Photo object pointing records

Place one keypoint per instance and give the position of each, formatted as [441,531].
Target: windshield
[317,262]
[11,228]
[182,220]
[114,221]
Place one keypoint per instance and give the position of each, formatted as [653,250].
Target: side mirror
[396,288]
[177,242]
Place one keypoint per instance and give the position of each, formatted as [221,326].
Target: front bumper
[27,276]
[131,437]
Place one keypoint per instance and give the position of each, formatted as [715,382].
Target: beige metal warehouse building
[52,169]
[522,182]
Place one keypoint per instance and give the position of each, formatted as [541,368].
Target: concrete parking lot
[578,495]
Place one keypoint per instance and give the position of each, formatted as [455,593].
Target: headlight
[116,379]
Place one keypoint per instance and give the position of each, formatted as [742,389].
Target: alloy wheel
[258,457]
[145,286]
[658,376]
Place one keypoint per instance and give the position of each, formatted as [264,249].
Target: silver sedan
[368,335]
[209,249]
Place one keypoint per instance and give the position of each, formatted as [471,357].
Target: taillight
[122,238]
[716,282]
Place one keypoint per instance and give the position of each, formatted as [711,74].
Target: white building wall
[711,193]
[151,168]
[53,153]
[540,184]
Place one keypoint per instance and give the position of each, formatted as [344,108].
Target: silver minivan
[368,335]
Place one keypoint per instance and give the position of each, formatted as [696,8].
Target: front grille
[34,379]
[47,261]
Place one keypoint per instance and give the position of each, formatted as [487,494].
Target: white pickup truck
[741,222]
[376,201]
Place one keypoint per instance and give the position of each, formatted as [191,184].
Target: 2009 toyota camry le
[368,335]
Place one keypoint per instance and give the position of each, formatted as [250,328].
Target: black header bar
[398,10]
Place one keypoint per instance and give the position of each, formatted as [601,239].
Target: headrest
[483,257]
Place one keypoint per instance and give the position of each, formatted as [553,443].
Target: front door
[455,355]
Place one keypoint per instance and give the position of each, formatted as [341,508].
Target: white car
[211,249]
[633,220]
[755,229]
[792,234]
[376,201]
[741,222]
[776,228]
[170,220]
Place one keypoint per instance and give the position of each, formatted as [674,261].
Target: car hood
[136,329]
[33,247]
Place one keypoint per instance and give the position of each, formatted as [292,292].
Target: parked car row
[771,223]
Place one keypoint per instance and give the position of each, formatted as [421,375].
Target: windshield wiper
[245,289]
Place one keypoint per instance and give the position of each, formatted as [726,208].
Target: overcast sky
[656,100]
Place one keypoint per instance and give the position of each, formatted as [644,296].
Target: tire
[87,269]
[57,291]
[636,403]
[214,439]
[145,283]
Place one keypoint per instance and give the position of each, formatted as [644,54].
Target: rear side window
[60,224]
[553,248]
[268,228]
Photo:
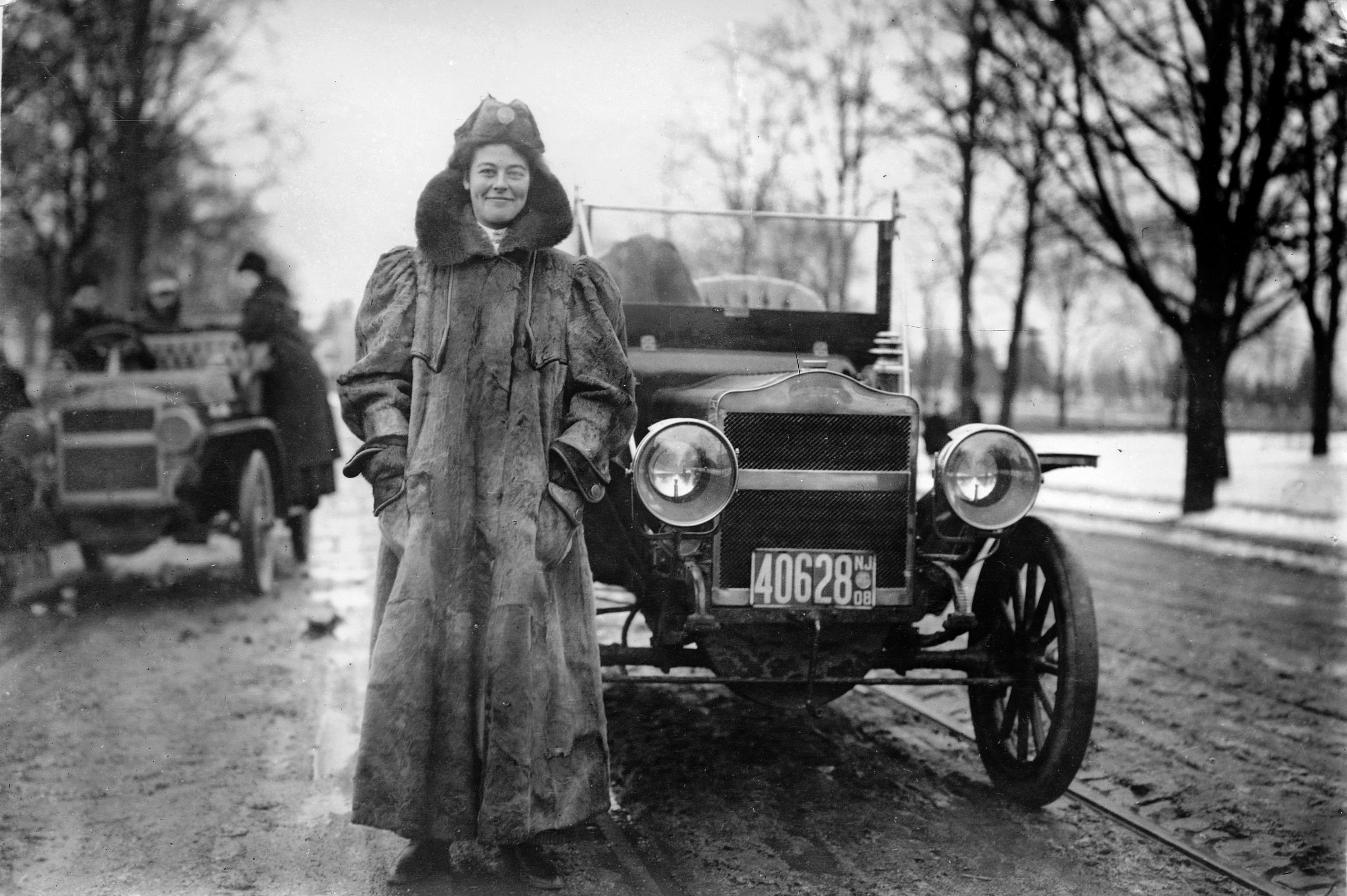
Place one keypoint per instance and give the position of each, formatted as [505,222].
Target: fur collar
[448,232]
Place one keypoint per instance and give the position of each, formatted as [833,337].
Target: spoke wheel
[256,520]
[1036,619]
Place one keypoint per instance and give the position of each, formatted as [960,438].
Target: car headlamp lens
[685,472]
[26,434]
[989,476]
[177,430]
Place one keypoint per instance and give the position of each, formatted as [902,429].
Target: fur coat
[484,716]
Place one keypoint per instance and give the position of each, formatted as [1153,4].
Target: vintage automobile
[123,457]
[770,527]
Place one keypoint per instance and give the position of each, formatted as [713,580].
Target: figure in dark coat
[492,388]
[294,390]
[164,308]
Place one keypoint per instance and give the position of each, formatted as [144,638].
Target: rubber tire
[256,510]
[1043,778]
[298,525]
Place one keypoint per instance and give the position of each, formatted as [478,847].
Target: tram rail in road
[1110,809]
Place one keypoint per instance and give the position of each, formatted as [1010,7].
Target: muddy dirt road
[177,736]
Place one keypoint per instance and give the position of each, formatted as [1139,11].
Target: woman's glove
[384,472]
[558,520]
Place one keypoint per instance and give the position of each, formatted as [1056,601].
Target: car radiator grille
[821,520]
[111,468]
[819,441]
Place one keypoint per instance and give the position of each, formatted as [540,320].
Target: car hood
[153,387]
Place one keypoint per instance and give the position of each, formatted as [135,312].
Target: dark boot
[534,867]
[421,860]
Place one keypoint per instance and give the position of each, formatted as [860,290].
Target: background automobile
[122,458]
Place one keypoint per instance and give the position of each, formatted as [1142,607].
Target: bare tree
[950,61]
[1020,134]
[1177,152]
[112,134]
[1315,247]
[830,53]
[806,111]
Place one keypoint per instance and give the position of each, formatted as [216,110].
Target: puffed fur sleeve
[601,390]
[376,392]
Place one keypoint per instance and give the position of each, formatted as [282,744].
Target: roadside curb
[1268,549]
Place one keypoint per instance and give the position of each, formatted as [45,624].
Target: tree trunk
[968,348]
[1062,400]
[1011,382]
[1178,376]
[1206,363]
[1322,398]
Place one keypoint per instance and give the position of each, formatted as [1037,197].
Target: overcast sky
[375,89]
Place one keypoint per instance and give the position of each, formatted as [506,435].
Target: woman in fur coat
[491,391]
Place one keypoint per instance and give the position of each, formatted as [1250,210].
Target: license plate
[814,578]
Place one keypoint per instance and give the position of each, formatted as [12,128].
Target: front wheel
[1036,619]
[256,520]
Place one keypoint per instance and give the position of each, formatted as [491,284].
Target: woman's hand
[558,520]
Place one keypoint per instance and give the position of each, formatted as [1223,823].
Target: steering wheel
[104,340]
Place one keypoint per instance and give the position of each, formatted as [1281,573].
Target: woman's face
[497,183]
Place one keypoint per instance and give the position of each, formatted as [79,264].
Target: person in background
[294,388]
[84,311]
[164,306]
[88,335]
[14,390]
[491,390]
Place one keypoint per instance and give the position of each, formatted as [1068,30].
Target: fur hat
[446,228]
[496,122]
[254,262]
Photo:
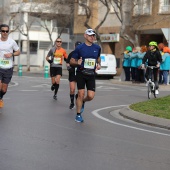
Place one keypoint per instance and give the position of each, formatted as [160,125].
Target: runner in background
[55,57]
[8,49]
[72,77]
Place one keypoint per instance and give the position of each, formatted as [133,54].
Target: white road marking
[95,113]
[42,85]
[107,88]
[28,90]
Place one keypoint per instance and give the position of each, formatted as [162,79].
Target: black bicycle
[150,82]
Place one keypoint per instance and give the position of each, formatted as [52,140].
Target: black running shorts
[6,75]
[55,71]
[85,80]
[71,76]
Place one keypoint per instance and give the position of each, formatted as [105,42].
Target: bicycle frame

• What this task involves: Reproduce the records above exactly, starting with the line that contains "formatted as [133,54]." and ending with the last line.

• Answer to the problem:
Place one keypoint per instance and give the position of each, formatted as [133,54].
Target: white road marking
[95,113]
[42,85]
[107,88]
[28,90]
Place one keypoint per instance and give the position of each, formatted as [162,79].
Target: black bicycle
[150,82]
Place one keypoint per instance and give the position of each, formatted as [52,140].
Target: black running shorts
[6,75]
[55,71]
[85,80]
[71,76]
Place one keypoint per instance and give the position of each, formatted as [105,42].
Target: bicycle frame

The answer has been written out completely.